## WHAT IS BEING ASKED
Give back the whole listing exactly as shown.
▬▬▬
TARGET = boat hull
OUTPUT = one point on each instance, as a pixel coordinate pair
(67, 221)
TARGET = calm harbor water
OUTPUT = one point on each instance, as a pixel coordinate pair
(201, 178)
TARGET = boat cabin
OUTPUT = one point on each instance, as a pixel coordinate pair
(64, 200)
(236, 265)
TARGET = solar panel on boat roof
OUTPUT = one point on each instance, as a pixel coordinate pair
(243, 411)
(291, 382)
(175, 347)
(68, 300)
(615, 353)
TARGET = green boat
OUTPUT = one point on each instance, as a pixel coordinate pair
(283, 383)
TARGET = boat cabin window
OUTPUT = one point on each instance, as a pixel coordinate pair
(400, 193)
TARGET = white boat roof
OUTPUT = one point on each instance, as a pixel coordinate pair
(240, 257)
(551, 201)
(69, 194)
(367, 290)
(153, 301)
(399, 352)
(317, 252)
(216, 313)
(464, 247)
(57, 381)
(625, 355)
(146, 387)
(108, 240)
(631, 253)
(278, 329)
▬▬▬
## RESULT OF THE TASK
TARGET = boat hull
OUTPUT = one point on each instance, as a pixel coordinate pair
(67, 221)
TARGET = calm harbor water
OUTPUT = one point on each instance, as a pixel coordinate pair
(201, 178)
TARGET = boat cabin
OUTPUT = one point on each instance, as a pixel coordinate pair
(64, 200)
(236, 265)
TARGET = solar panel on boat roof
OUTPUT = one point on each instance, as a pixel coordinate pair
(243, 411)
(291, 382)
(175, 347)
(68, 300)
(615, 353)
TARGET = green boat
OUTPUT = one point on each instance, as a pixel coordinate pair
(283, 383)
TARGET = boat cabin window
OUTPUT = one point on each instance, as a pixel coordinate pair
(400, 193)
TARGET = white boat roof
OUTPUT = one point on each instance, as a pixel coordinate pair
(240, 257)
(551, 201)
(69, 194)
(367, 290)
(153, 301)
(399, 352)
(317, 252)
(216, 313)
(464, 247)
(57, 381)
(625, 355)
(146, 387)
(108, 240)
(631, 253)
(278, 329)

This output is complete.